● Tareas a realizar:
1: Haz una lista de todos los porcentajes que aparecen en el texto sobre la Sierra de Manantlán, cada uno con aquello a lo que se refiere.
2: Según el texto sobre la Sierra de Manantlán, ¿son ciertas estas afirmaciones? Responde sí o no y cita las palabras del texto que lo deciden.
(a) El área natural protegida se creó en 1987.
(b) Manantlán alberga el 26% de las especies de aves registradas en México.
(c) En México hay 185 áreas protegidas.
3: Copia sin cambios el fragmento del texto sobre la Sierra de Manantlán que empieza con "El área natural" y sigue hasta "de los vehículos.".

POR SERGIO HERNÁNDEZ
Bandas de narcotraficantes siembran estupefacientes en la zona núcleo de la Reserva de la Biosfera Sierra de Manantlán, al occidente de México. Allí también entran camiones para talar grandes árboles. Pero, el trabajo más elemental —la protección contra los incendios forestales— se encuentra muy limitado por la falta de personal y presupuesto.
El área natural protegida fue creada en 1987, diez años después de que el biólogo Rafael Guzmán diera a conocer que en la zona existía una planta a la que llamó Zea diploperennis, pariente silvestre del maíz. Esto detonó el interés científico a nivel mundial, trayendo como consecuencia la declaratoria de protección por parte del gobierno mexicano y de la Red Mundial de Reservas de la Biosfera de la Unesco.
Con una superficie de 139.577 hectáreas, Manantlán alberga el 36% de las especies de aves registradas en México y el 26% de las de mamíferos. Además, funciona como un importante corredor biológico entre la costa y la sierra occidental del país. Sin embargo, en muchas ocasiones, la administración del área no tiene dinero ni siquiera para pagar la gasolina de los vehículos.
Este es sólo un ejemplo de cómo funcionan actualmente las 185 áreas protegidas en México. Aún así, sin recursos y tampoco personal, el país pretende que el 30% de sus ecosistemas marinos y terrestres esté dentro de polígonos legales de protección para 2030, y está entre las naciones que impulsan —en la 15° Conferencia de las Partes (COP15) de Naciones Unidas sobre Diversidad Biológica (del 7 al 19 de diciembre de 2022, en Montreal, Canadá)— un compromiso global para que se multipliquen las declaratorias de conservación en el planeta.

● Extracto de registros:
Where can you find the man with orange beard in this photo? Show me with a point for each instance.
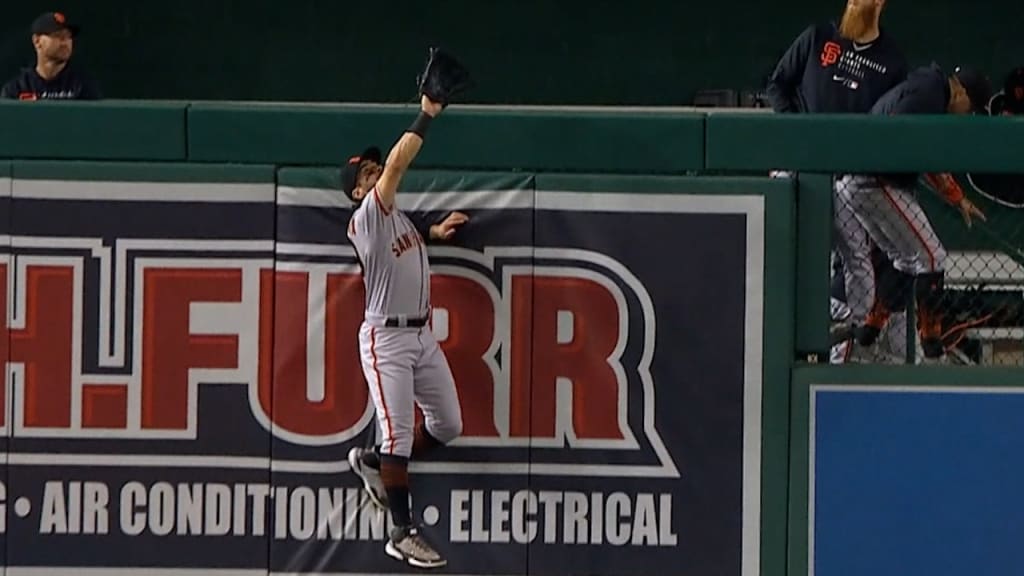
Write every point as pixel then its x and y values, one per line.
pixel 52 77
pixel 843 69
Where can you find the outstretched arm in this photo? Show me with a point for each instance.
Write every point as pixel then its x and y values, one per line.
pixel 945 184
pixel 783 85
pixel 403 152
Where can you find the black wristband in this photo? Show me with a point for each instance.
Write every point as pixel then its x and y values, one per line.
pixel 421 124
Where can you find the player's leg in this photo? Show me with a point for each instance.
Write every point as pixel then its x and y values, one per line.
pixel 853 244
pixel 916 250
pixel 887 321
pixel 892 284
pixel 387 358
pixel 436 396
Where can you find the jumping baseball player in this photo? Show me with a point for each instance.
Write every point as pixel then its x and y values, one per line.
pixel 842 69
pixel 401 361
pixel 888 209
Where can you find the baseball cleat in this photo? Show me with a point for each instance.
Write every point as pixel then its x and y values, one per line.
pixel 407 544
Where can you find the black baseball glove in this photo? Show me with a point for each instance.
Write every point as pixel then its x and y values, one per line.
pixel 443 77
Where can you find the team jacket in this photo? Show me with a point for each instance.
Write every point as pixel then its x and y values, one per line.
pixel 70 84
pixel 926 90
pixel 824 73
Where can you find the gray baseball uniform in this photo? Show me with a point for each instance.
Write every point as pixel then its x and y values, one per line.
pixel 401 360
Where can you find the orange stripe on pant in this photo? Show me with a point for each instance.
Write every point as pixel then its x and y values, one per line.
pixel 380 391
pixel 913 229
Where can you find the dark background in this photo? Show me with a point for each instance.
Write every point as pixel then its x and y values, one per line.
pixel 521 51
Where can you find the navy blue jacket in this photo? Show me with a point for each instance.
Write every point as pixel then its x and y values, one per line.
pixel 823 73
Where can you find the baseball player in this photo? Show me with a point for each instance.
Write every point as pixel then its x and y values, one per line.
pixel 842 69
pixel 53 77
pixel 888 209
pixel 401 361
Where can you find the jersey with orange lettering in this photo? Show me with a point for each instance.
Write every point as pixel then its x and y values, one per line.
pixel 401 360
pixel 396 272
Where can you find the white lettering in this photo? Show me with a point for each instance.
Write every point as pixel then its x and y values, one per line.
pixel 218 509
pixel 476 526
pixel 239 512
pixel 666 536
pixel 550 501
pixel 330 512
pixel 459 516
pixel 259 493
pixel 523 509
pixel 132 496
pixel 574 522
pixel 53 518
pixel 302 520
pixel 96 497
pixel 190 508
pixel 619 519
pixel 499 516
pixel 161 508
pixel 3 507
pixel 617 532
pixel 645 522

● Las respuestas:
1:
- 36%: las especies de aves registradas en México que alberga Manantlán
- 26%: las especies de mamíferos registradas en México que alberga Manantlán
- 30%: los ecosistemas marinos y terrestres que México pretende tener dentro de polígonos legales de protección para 2030

2:
(a) Sí: "El área natural protegida fue creada en 1987".
(b) No: "Manantlán alberga el 36% de las especies de aves registradas en México".
(c) Sí: "las 185 áreas protegidas en México".

3:
El área natural protegida fue creada en 1987, diez años después de que el biólogo Rafael Guzmán diera a conocer que en la zona existía una planta a la que llamó Zea diploperennis, pariente silvestre del maíz. Esto detonó el interés científico a nivel mundial, trayendo como consecuencia la declaratoria de protección por parte del gobierno mexicano y de la Red Mundial de Reservas de la Biosfera de la Unesco.
Con una superficie de 139.577 hectáreas, Manantlán alberga el 36% de las especies de aves registradas en México y el 26% de las de mamíferos. Además, funciona como un importante corredor biológico entre la costa y la sierra occidental del país. Sin embargo, en muchas ocasiones, la administración del área no tiene dinero ni siquiera para pagar la gasolina de los vehículos.